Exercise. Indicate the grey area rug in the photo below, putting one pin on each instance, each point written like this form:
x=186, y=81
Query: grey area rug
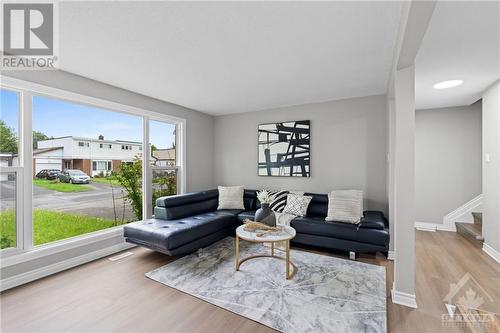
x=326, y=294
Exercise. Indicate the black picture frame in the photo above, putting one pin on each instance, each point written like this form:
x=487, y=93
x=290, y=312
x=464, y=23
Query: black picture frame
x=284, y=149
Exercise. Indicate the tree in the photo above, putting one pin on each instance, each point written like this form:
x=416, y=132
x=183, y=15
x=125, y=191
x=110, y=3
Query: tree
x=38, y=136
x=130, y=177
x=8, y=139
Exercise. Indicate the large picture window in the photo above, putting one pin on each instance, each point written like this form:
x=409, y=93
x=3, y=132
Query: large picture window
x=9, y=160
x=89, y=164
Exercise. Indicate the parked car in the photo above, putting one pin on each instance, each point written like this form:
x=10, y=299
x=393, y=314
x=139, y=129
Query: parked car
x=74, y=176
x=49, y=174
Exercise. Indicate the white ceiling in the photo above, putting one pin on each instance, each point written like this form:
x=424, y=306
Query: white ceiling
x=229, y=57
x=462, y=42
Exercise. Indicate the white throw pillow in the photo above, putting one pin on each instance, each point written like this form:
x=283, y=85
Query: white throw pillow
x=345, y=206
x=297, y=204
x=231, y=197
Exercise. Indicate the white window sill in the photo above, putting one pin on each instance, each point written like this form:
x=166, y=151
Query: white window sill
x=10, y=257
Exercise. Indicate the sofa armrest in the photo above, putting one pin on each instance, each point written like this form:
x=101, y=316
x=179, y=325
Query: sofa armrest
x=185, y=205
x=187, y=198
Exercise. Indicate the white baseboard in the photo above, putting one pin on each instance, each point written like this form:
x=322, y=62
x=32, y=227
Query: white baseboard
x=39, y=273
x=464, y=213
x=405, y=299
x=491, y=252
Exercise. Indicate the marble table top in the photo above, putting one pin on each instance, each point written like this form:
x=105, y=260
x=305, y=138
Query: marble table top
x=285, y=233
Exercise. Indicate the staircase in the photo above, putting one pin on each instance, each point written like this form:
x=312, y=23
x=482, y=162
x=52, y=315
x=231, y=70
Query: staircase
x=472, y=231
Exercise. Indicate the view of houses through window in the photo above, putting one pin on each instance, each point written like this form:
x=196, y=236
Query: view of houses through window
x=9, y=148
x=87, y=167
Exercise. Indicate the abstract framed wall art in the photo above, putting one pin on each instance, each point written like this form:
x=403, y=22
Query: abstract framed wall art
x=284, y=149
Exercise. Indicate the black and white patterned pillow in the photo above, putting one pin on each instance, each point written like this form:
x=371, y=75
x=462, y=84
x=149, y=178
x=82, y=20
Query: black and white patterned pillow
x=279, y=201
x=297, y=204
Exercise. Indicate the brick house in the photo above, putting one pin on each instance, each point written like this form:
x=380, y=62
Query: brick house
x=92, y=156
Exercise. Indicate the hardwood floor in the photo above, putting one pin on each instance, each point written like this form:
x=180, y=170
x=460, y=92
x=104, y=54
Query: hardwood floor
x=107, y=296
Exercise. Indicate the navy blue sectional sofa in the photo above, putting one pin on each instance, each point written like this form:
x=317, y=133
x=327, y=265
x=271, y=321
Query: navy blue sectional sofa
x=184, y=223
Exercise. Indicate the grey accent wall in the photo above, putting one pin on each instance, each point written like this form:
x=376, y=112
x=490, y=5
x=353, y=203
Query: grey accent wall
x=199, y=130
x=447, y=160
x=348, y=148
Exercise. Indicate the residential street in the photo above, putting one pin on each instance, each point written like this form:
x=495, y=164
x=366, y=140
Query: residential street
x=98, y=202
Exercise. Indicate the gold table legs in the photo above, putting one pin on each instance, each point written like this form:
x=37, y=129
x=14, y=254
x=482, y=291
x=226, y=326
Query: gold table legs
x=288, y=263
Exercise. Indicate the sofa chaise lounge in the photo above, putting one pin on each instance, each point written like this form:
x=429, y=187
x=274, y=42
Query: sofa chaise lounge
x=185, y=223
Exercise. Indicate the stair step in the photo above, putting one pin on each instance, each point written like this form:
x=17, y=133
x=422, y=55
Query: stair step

───

YOUR INSTRUCTIONS:
Please work out how many lines in this listing contain "step", then give only that number.

TASK SOLUTION:
2